About this exercise: Going through the data below, please show each line containing the string "snow".

Records shown:
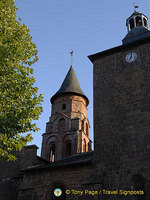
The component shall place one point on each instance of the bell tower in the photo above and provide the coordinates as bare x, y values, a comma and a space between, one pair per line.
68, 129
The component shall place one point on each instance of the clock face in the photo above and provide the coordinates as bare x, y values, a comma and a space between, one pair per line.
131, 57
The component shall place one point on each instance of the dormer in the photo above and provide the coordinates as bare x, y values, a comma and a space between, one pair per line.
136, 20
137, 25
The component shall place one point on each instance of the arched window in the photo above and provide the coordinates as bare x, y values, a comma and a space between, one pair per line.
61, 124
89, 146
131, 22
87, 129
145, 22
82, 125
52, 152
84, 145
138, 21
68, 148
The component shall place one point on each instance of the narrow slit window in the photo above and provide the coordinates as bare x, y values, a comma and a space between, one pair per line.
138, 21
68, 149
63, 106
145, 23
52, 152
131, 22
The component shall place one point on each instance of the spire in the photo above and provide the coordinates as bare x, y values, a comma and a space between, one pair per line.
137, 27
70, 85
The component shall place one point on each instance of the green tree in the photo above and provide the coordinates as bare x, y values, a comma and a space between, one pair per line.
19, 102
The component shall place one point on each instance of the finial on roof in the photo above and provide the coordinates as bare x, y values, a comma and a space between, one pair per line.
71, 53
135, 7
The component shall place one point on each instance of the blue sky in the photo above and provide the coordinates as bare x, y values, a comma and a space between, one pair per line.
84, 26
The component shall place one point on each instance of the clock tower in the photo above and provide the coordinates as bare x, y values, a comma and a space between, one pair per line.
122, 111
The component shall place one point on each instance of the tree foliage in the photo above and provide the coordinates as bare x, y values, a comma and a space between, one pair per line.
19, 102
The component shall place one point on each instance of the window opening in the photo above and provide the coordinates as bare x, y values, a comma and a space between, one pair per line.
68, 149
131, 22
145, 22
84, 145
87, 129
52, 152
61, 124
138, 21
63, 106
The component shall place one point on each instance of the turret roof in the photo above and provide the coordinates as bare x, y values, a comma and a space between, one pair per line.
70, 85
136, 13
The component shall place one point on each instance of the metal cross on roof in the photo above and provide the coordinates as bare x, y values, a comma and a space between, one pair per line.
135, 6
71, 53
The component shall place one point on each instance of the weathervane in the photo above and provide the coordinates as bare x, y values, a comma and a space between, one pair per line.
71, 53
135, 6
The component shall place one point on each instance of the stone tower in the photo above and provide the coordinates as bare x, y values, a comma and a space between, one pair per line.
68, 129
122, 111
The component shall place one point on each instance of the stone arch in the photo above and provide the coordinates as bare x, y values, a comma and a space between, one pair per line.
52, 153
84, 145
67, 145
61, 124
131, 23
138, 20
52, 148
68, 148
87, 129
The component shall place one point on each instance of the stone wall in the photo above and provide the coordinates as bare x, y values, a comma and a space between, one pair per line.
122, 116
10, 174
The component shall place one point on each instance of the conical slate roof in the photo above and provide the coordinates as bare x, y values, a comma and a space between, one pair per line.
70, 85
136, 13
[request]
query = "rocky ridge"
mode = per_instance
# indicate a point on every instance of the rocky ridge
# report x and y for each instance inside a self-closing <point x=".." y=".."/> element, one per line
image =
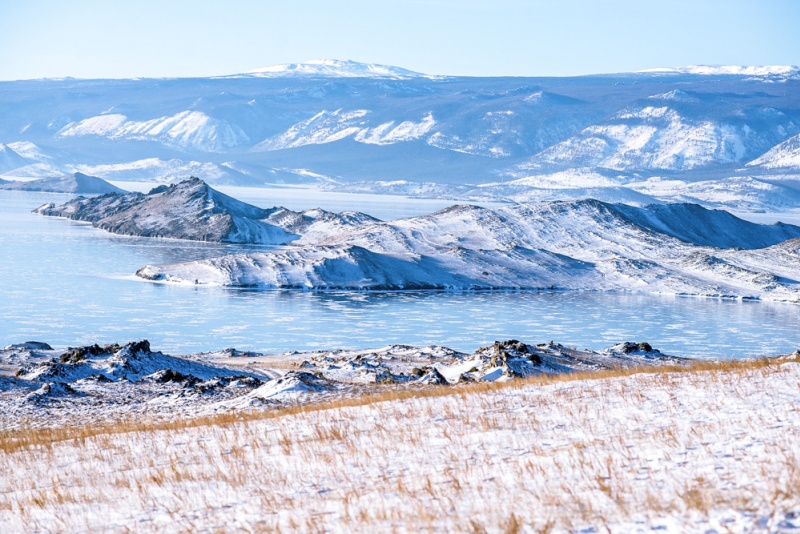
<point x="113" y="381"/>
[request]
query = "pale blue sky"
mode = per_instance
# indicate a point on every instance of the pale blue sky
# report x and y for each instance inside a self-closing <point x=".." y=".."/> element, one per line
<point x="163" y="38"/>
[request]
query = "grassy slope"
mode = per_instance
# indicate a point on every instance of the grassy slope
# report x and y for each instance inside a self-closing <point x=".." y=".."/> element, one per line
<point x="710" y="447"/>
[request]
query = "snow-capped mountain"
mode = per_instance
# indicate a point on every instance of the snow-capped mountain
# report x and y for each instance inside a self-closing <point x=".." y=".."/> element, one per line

Response area:
query = "snow-capped mountain"
# indicate a point on every instance of the snow-capped mountain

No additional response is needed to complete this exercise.